▸ **EXERCISE DESCRIPTION**: Beginning at the line that contains "Mark every instance of the man" and ending at the last line of the records below, retype each line exactly and add nothing.

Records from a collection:
⁂
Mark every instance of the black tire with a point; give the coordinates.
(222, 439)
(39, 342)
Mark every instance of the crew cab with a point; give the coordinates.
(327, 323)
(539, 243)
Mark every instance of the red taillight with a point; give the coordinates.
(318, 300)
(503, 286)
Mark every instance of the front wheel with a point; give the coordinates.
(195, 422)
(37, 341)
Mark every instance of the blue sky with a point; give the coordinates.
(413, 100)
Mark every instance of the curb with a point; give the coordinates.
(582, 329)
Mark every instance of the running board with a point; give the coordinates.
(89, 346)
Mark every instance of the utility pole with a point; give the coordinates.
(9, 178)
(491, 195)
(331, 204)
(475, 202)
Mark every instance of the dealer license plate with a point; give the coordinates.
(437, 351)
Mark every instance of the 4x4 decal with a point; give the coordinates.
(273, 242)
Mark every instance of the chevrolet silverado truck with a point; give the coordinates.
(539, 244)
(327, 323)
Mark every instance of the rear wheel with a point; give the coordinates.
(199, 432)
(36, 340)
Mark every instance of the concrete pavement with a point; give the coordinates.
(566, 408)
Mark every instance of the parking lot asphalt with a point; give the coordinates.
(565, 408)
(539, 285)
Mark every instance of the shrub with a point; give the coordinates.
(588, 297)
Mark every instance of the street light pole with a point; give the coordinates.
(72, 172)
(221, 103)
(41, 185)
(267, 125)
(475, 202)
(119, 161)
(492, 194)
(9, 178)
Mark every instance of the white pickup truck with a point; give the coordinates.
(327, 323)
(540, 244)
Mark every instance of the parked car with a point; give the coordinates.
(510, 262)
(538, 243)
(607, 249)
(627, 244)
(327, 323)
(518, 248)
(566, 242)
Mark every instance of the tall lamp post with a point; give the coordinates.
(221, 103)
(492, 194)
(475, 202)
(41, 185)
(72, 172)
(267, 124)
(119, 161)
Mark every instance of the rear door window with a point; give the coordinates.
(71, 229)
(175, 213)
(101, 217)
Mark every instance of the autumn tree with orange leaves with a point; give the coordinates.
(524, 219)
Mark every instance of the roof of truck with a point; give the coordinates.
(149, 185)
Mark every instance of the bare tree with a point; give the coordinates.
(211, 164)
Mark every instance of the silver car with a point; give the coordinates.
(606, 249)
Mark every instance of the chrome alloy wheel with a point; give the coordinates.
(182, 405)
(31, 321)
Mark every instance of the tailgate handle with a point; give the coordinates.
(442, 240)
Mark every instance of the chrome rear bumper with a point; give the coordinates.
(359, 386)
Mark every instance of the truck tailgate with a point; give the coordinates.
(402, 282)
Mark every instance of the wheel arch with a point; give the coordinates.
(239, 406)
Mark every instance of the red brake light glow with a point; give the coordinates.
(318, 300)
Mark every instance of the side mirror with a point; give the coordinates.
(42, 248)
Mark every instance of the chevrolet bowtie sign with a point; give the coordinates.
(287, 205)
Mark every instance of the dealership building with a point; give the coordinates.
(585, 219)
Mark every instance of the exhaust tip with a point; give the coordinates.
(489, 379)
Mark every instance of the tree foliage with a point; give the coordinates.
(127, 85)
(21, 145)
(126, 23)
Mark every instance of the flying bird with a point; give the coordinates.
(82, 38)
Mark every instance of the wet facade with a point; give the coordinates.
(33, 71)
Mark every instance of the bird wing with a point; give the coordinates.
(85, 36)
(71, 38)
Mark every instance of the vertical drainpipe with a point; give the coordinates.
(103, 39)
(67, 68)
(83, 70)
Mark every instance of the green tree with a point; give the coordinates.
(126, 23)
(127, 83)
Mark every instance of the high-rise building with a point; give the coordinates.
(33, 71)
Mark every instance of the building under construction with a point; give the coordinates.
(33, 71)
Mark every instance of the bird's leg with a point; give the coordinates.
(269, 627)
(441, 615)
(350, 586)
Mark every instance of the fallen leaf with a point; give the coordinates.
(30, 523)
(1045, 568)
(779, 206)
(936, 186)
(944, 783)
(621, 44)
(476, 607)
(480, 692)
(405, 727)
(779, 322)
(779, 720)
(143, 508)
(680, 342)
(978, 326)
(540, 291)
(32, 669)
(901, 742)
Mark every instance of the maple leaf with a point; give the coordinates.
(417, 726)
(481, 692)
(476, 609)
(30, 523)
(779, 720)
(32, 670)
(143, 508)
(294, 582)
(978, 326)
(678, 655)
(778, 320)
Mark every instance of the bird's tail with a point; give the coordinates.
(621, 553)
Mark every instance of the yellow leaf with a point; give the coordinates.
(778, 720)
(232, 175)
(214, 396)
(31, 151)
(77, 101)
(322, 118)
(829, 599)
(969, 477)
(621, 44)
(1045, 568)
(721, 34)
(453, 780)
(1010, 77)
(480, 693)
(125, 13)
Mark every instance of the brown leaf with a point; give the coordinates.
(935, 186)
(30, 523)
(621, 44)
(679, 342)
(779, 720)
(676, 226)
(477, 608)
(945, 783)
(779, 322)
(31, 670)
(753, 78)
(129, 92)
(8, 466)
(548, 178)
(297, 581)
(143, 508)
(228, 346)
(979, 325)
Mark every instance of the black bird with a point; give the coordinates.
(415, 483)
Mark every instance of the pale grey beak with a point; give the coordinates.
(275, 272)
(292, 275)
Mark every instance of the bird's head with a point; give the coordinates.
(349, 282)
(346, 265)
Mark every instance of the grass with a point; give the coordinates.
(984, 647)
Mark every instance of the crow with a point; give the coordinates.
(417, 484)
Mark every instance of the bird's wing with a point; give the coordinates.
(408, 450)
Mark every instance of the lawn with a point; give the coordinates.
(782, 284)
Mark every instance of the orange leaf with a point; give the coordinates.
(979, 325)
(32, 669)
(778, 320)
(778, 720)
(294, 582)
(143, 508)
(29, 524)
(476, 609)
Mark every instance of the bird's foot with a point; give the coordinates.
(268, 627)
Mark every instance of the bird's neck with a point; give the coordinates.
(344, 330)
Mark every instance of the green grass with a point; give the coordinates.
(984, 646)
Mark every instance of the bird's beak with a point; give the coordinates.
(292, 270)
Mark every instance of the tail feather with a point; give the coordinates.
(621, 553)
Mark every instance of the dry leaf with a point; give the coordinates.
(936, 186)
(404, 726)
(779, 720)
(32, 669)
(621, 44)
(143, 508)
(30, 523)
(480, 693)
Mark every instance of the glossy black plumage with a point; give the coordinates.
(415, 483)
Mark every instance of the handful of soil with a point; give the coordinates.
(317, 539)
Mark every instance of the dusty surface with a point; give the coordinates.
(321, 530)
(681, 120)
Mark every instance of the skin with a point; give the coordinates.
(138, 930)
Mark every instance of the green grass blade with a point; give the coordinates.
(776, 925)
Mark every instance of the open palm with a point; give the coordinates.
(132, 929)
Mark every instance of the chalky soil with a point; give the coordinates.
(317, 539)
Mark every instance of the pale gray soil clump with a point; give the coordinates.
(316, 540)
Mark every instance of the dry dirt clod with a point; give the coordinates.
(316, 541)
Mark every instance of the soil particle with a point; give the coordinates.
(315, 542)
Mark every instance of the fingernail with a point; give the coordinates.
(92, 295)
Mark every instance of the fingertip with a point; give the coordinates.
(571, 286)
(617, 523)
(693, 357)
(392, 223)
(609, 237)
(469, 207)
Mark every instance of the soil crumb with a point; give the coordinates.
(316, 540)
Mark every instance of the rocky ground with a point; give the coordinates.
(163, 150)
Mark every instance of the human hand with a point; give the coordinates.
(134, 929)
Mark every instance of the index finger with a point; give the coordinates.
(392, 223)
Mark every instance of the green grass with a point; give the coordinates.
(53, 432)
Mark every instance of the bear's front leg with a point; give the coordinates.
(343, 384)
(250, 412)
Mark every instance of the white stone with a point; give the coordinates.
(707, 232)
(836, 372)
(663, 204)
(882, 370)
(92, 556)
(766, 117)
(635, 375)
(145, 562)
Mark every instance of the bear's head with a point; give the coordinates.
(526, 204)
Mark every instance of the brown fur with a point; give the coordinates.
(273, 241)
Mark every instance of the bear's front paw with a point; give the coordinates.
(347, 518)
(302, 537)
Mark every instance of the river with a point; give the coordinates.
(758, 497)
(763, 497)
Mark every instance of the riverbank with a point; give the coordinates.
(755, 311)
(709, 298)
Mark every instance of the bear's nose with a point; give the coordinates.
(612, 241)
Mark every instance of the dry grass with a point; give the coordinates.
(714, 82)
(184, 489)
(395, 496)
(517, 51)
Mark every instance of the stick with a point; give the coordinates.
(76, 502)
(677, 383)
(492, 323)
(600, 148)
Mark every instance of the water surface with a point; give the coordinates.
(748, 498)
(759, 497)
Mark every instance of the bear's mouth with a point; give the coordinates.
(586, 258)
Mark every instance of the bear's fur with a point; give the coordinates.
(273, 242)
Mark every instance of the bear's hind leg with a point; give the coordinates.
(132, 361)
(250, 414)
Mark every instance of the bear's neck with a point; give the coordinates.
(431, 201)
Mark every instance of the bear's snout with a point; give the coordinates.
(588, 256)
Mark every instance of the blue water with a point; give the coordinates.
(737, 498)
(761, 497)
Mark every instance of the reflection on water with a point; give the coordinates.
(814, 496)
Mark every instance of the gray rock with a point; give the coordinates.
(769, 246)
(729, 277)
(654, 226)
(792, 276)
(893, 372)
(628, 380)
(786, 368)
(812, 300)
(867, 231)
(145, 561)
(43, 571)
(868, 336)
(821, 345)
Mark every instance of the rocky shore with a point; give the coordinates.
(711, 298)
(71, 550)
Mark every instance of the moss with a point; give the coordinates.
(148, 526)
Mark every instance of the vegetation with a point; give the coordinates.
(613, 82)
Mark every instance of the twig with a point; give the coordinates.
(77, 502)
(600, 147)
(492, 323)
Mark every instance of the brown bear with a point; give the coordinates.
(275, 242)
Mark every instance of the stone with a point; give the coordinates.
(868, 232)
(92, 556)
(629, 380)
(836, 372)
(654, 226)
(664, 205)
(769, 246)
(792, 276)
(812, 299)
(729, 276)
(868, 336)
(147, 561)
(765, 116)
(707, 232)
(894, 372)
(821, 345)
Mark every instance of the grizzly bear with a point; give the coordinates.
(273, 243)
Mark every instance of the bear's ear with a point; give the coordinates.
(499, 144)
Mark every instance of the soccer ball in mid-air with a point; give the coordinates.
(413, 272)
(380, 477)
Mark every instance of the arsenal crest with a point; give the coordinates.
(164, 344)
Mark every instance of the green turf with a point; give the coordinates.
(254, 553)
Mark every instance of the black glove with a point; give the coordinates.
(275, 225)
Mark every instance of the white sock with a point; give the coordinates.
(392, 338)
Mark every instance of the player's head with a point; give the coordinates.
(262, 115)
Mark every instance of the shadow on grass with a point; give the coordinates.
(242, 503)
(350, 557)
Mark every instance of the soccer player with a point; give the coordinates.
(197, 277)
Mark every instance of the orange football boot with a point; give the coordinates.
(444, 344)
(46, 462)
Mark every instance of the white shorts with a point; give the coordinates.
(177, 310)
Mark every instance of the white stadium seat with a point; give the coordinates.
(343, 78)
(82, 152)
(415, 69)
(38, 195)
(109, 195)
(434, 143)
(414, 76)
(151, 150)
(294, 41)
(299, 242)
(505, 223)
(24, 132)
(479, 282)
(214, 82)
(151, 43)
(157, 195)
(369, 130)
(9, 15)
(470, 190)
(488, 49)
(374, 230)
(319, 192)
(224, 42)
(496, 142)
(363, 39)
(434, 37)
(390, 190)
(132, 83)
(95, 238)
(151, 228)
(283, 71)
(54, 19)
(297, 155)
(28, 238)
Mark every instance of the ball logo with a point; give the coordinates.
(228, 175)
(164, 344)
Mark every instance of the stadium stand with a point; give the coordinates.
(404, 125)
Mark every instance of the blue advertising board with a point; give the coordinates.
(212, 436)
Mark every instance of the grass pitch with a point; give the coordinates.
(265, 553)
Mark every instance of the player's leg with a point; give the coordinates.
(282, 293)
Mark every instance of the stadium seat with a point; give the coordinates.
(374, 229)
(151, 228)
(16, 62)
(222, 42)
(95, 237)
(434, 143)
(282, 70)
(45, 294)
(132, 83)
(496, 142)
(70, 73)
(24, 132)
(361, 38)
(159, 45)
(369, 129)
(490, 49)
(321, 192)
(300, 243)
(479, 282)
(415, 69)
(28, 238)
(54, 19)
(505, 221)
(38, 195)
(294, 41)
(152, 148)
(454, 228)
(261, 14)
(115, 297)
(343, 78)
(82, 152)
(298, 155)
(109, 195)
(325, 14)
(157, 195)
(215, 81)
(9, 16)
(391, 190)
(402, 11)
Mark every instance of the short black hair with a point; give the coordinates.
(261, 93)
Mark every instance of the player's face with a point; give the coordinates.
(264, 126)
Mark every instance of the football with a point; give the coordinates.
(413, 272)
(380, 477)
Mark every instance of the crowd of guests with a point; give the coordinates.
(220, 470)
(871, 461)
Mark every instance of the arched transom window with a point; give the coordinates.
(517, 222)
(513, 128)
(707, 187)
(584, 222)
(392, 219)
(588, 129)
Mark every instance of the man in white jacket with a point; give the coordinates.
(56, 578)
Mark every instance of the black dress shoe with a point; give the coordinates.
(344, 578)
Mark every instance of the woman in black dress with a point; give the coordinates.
⁂
▸ **EXERCISE RESPONSE**:
Mark every instance of the man in white jacket with a point; give the coordinates.
(56, 578)
Mark every instance of the black dress shoe with a point; give the coordinates.
(344, 578)
Mark every instance of the woman in black dress with a point; give the coordinates.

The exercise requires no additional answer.